Problem details: Word for word, set down every line of the entries below from the line with "on the golden" to the line with "the white ceramic", including both, and no other line.

Data records:

☆ ☆ ☆ ☆

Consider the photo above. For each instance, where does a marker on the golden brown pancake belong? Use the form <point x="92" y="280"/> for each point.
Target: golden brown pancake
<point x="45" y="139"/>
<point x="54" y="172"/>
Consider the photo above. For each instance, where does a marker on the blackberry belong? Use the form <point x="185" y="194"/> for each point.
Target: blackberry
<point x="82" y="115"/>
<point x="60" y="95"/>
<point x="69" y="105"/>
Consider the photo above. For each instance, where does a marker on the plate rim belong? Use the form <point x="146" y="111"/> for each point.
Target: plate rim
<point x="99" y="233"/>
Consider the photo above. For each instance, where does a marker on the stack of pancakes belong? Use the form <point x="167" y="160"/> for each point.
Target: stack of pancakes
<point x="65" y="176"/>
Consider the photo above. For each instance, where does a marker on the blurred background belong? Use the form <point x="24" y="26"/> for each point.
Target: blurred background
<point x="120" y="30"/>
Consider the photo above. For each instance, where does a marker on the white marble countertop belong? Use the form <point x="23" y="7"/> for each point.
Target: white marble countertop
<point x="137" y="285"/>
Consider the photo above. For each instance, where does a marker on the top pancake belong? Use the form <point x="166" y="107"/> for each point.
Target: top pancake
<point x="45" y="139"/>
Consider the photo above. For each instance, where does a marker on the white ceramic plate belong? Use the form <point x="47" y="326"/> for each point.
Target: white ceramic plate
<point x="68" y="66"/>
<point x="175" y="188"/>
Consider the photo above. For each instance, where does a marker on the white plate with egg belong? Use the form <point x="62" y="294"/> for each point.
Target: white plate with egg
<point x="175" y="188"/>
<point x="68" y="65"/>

☆ ☆ ☆ ☆

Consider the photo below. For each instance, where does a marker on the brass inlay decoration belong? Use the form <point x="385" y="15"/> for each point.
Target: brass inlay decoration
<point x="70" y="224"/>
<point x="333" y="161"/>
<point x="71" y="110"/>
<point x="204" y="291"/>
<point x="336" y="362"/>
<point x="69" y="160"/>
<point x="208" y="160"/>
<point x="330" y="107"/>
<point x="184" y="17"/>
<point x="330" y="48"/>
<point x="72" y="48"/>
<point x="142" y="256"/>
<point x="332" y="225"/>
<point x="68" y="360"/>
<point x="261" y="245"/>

☆ ☆ ☆ ☆

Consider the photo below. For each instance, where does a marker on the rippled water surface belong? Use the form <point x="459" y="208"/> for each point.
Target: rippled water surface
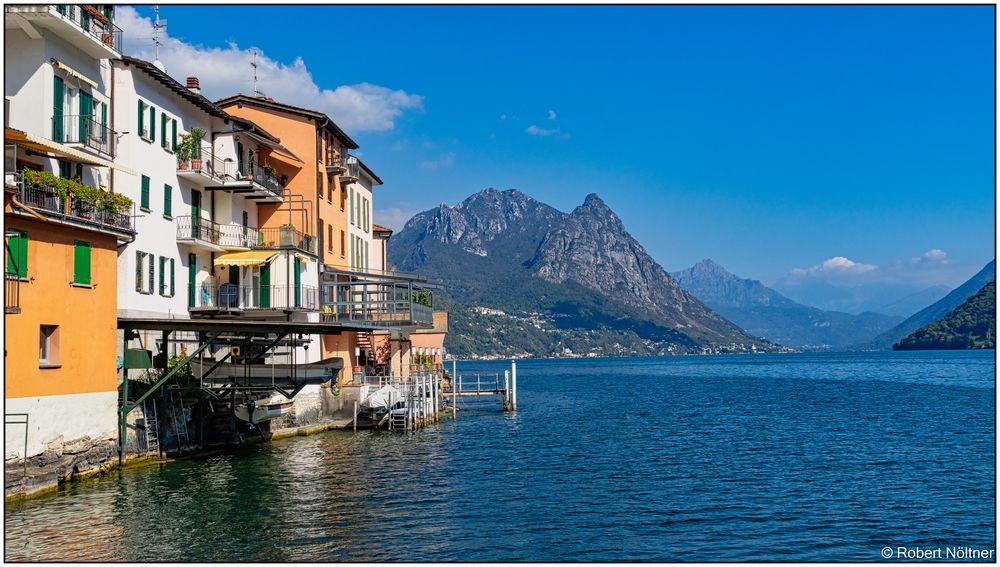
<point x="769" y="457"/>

☆ ☆ ☆ ☆

Answer to this problem:
Consider the photo above. For each instance, where does a marker on the golden brown pancake belong? Use the form <point x="92" y="280"/> for each point.
Target: golden brown pancake
<point x="45" y="139"/>
<point x="54" y="172"/>
Consider the photo above. For each instance, where does a marker on the blackberry belong? Use the form <point x="185" y="194"/> for each point.
Target: blackberry
<point x="82" y="115"/>
<point x="60" y="95"/>
<point x="69" y="105"/>
Consider the photo above. For each instance, where does a marker on the plate rim belong? Use the form <point x="146" y="111"/> for each point.
Target: plate rim
<point x="99" y="233"/>
Consider the photo above. For each instance, where does a marker on the stack of pancakes belong? Use the form <point x="167" y="160"/> for each point.
Target: stack of pancakes
<point x="65" y="176"/>
Consider the photo above. For each instance, where does a marker on the blurred background belong? Use the form <point x="24" y="26"/> for each point.
Target: blurred background
<point x="120" y="30"/>
Consider the photo above. For each instance, where does a marker on the white marble countertop belong? Use the form <point x="23" y="7"/> for each point.
Target: white marble countertop
<point x="137" y="285"/>
Consider the photo above. For each instance, where does a marker on the top pancake belong? Use the form <point x="166" y="107"/> for each point.
Target: top pancake
<point x="45" y="139"/>
Consider the photo above. For each instance, where does a marker on the white ceramic plate belong? Use the form <point x="47" y="326"/> for each point.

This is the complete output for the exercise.